▶ EXERCISE:
From the passage below about the Arizona governor's race, list every person it says has withdrawn from the race.

▶ PROVIDED TEXT:
Salmon has released two policy plans outlining how he would aim to strengthen both the economy and public safety. Following the results of the Maricopa County election audit report, Salmon called for a statewide audit on 2020 election results.
Business owner Paola Tulliani-Zen is running for Arizona governor, describing herself as "the people's choice."
Tulliani-Zan states on her campaign website, "I know how to make deals, bring people together, create and implement solutions, and overcome obstacles." She has gained this experience through her business ventures, such as her drapery company and her cookie business, La Dulce Vita.
Tulliani-Zen lists border issues as a campaign priority. She said she will follow Trump-style approaches of authorizing sheriff's deputies to arrest and deport people who enter the country illegally. Tulliani-Zen also said she would join other governors to demand action from Congress.
As governor, she said she would push for youth prison reform and take action to rehabilitate youth through "academic education, drug and alcohol awareness programs and religious instruction." She said she would demand adequate water allocation to meet Arizona's growing population, redirect unused water into needed areas and work to release federal land to the state.
Steve Gaynor, Jorge Rivas and Kimberly Yee, who had announced their candidacies earlier, have withdrawn from the race.
Democratic candidates for governor
As Arizona's current secretary of state, Katie Hobbs is tasked with overseeing elections and was outspoken against the Maricopa County election review. That platform has brought her national attention as she runs for governor.
Hobbs served in the Arizona Legislature from 2010 to 2018. She co-sponsored bills that became law, including the Opioid Epidemic Act of 2018 and a bill dedicated to eliminating the backlog of sexual assault evidence. Hobbs became the Senate Minority leader in 2014.

▶ DATASET EXCERPT:
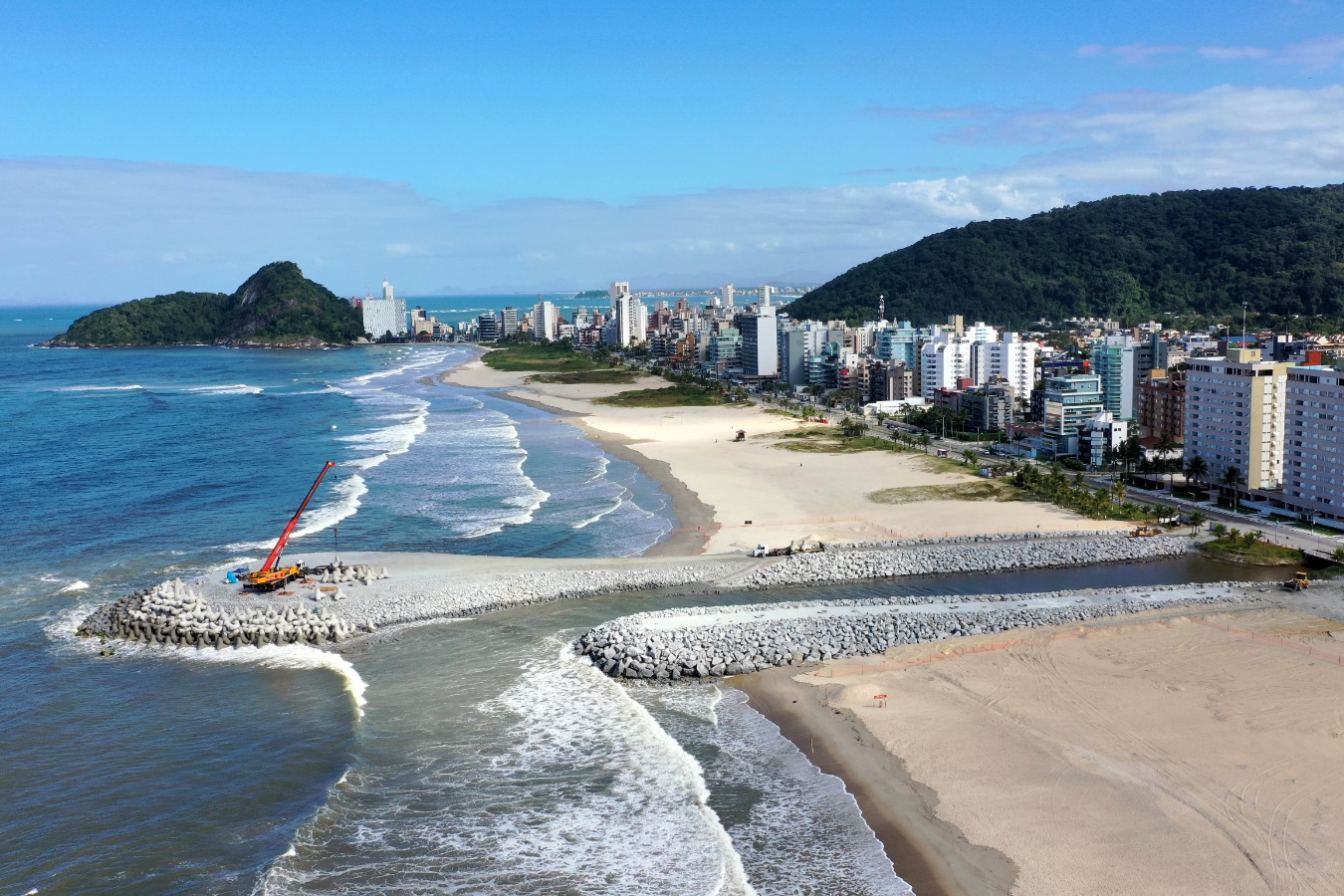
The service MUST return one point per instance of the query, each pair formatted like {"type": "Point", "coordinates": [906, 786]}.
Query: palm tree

▶ YOUR SOLUTION:
Steve Gaynor, Jorge Rivas, Kimberly Yee